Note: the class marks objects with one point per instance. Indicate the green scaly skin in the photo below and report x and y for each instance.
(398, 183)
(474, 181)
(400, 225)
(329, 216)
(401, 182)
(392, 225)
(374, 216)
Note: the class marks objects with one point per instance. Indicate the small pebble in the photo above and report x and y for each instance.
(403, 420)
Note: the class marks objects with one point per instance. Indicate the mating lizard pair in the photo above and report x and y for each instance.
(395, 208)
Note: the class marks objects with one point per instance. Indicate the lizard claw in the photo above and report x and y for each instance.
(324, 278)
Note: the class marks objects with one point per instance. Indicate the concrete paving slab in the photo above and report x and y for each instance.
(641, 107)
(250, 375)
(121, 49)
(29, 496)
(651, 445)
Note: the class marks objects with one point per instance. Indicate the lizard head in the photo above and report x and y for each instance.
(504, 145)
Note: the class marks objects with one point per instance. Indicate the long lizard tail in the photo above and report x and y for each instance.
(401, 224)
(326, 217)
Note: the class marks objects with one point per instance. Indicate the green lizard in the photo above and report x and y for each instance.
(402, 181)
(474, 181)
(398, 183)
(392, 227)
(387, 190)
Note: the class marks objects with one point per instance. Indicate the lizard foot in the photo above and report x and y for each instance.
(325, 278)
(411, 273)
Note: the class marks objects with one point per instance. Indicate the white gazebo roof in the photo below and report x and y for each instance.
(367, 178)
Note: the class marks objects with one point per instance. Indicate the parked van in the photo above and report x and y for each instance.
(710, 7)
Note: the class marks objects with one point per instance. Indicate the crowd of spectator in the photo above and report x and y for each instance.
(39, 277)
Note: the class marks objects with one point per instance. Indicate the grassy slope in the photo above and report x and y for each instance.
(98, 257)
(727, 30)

★ ★ ★ ★ ★

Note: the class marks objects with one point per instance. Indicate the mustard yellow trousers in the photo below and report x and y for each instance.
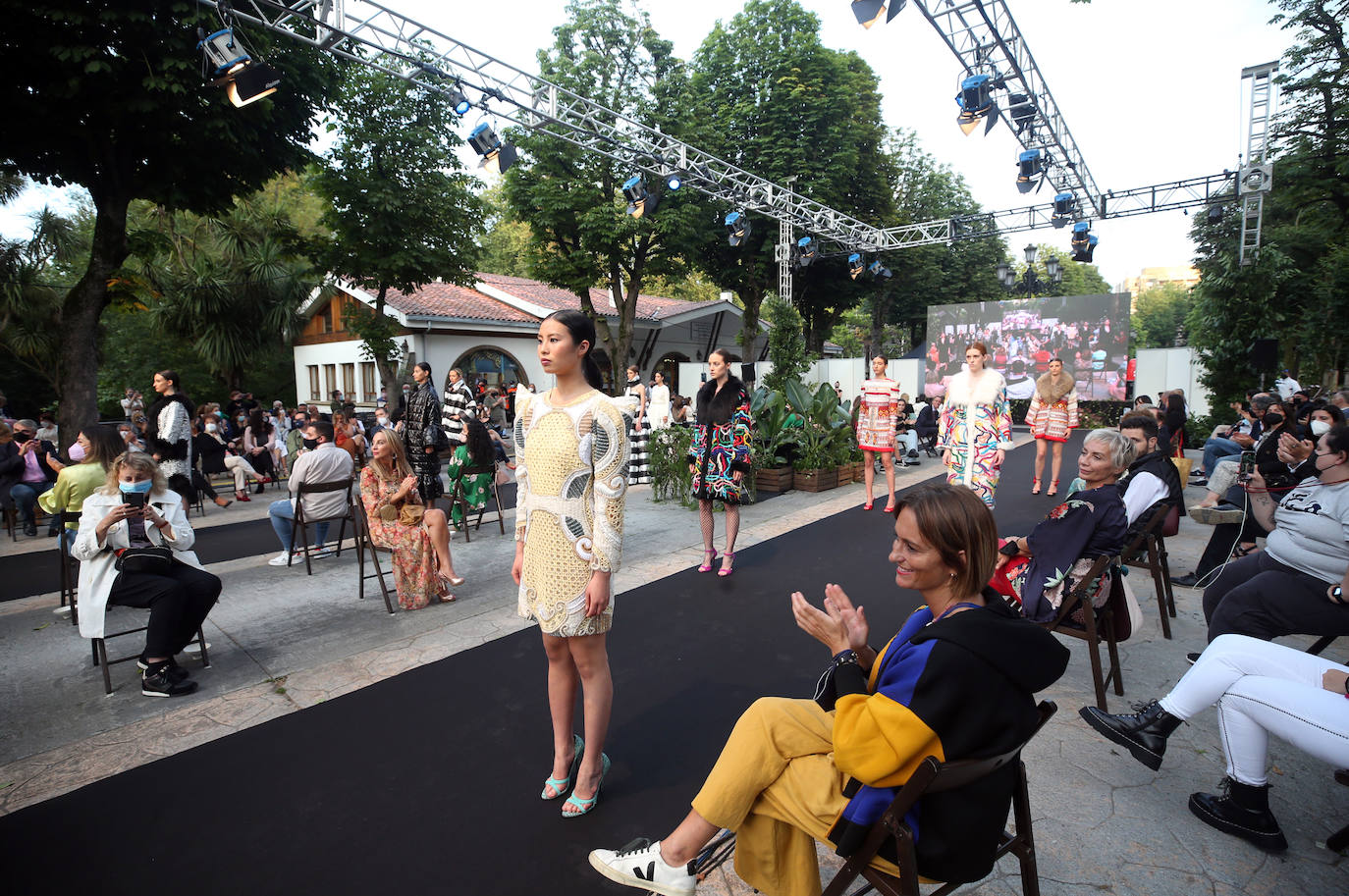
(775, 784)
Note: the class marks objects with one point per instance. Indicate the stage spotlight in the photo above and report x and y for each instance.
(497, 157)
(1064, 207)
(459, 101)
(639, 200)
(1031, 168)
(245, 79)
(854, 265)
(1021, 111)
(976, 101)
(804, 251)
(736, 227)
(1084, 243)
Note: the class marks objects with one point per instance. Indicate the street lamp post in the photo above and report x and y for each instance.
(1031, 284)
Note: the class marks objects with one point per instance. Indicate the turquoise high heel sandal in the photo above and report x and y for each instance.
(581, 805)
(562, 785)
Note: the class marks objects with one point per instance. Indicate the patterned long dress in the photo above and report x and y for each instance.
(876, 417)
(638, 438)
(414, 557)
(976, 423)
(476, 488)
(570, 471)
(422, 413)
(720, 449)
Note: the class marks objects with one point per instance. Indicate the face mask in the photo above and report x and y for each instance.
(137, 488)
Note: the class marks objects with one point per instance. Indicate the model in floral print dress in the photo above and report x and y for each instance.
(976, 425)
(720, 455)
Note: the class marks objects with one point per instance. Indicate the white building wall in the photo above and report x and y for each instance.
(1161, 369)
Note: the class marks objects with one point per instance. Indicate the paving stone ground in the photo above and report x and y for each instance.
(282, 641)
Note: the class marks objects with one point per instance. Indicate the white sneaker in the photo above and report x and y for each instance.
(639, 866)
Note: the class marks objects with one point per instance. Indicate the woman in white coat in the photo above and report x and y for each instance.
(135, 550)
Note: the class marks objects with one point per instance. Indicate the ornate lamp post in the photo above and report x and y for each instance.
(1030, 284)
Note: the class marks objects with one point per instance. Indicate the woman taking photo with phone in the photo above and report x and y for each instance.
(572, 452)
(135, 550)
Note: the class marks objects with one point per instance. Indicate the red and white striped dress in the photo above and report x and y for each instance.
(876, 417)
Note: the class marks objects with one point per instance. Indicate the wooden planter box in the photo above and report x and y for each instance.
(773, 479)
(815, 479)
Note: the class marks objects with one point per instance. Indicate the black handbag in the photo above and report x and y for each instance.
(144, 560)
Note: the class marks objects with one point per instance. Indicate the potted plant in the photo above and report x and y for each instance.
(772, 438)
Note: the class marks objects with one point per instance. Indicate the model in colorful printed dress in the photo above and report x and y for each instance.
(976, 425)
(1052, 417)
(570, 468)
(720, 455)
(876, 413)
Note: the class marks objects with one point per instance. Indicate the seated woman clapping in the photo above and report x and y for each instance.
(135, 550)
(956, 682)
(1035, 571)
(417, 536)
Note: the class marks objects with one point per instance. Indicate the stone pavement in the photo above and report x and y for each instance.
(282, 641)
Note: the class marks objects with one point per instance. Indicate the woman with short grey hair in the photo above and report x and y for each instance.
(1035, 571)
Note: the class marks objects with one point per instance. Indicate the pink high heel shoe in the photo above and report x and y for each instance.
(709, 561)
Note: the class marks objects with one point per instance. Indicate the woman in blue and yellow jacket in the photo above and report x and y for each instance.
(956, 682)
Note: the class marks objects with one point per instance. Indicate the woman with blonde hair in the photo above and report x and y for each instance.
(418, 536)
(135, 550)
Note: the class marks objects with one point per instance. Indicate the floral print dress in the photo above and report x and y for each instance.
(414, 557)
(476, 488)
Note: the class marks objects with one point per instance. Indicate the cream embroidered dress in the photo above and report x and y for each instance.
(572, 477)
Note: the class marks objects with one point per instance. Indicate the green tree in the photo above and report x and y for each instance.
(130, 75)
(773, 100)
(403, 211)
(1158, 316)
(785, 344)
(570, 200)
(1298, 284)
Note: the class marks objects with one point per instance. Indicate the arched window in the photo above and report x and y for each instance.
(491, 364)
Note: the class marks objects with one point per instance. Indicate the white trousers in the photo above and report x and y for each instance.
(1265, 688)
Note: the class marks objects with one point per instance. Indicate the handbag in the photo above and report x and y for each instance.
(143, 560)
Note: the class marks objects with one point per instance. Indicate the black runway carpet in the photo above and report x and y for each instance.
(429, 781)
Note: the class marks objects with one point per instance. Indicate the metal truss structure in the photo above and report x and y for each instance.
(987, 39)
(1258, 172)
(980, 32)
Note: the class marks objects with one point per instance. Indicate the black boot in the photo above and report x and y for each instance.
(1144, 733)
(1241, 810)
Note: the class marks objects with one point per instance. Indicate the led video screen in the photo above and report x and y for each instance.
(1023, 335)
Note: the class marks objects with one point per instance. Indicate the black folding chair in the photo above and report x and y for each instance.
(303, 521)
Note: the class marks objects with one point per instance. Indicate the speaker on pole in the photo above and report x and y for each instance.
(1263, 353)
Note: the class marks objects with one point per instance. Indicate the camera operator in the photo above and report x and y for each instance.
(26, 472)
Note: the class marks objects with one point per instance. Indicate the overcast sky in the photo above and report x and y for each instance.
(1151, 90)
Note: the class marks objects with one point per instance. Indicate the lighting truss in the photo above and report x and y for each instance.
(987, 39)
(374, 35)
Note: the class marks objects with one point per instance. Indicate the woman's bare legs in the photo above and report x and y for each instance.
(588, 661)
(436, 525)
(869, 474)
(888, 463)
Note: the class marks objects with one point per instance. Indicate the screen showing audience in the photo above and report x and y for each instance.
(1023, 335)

★ ★ ★ ★ ★

→ Written task:
Rewrite the material from the line with "Indicate the arched" up to and including the line with "(1265, 688)" as a two-column CSV headed instruction and points. Give one row per note, with the note's text and its coordinates each in a double-quoted field and any line breaks replaced by spaces.

→ The result:
instruction,points
"Note: the class marks objects with one point per instance. Indicate the arched window in the photo above and report x and y for each instance.","(491, 364)"
"Note: the class marks objects with one point per instance. Indicate the white trousers in the photo above and report x and y for each instance.","(1265, 688)"